▶ GIVEN INSTRUCTION: Continue the article on machine learning interatomic potentials from where it stops.
*** PASSAGE SHOWN
Clear Sky Science · en

Platonic representation of foundation machine learning interatomic potentials

2026-05-07 · Back to index

Why many models can share one hidden map

Modern materials research relies on machine learning tools that can predict how atoms interact, letting scientists explore new crystals and compounds on a computer instead of only in the lab. Yet each powerful model tends to speak its own private "language" for describing atomic environments, making it hard to compare them or combine their strengths. This study asks whether there is a deeper common map beneath these different languages, and shows how to reveal and use it.

Figure 1. Different atom-based AI models funnel into one shared colorful map that organizes materials in a common hidden space.

Different tools, different private worlds

Machine learning interatomic potentials are models that rapidly estimate the energies and forces between atoms, based on training data from quantum mechanical calculations. Over the past decade a zoo of such models has appeared, from graph-based networks to designs that carefully respect the symmetries of physics. They are trained on overlapping but not identical databases of inorganic crystals, and they encode each atomic environment as a high dimensional vector inside the model. Looked at directly, these internal vectors form very different patterns from one model to another, even when the models are trained on the same structures and asked to predict the same physical quantities. In other words, their hidden coordinate systems are incompatible.
******
*** INFORMATION PROVIDED
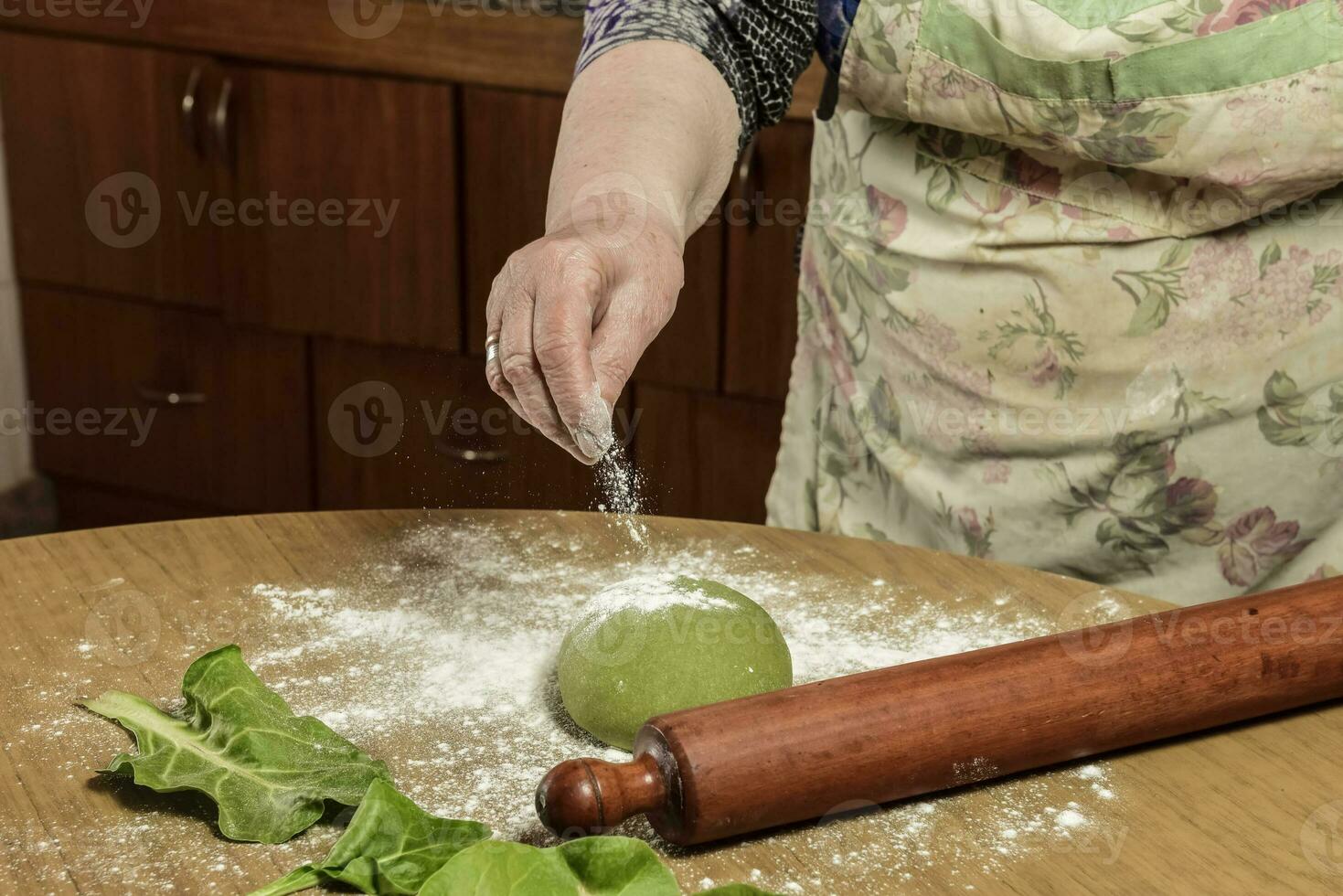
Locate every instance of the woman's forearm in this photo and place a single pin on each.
(649, 134)
(653, 120)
******
▶ FINAL RESULT:
Building a shared coordinate grid

The authors propose a way to translate these private coordinate systems into a single, shared space without opening up or retraining the models. They select a set of special reference atomic environments, called anchors, chosen so that they span a wide range of chemistries and structures. For any model and any atom, they measure how similar that atom’s internal vector is to each anchor and use the collection of similarities as the new coordinates. This trick replaces absolute positions inside a black box with relative positions to the same common landmarks. When applied to seven distinct interatomic potentials, ranging from symmetry respecting to symmetry breaking designs, the method produces a unified map where elements fall into coherent clusters that mirror the periodic table.

Figure 2. Atoms flow through layered anchor planes and emerge as neat colored clusters, revealing how a shared process organizes materials.

What the shared map reveals

Once the models have been placed in this platonic space, the authors can quantify how similarly they organize matter. Global comparisons show that different models agree on the broad layout of chemical space, while local comparisons reveal important differences in how they treat fine details. Symmetry aware models group related atomic environments into compact, nearly spherical clouds, whereas models that ignore these symmetries produce skewed, stretched patterns. A generative model that has seen the same structures but has not been trained on energies or forces fails to reproduce the clear periodic patterns, demonstrating that the shared geometry reflects learned physics rather than just data statistics.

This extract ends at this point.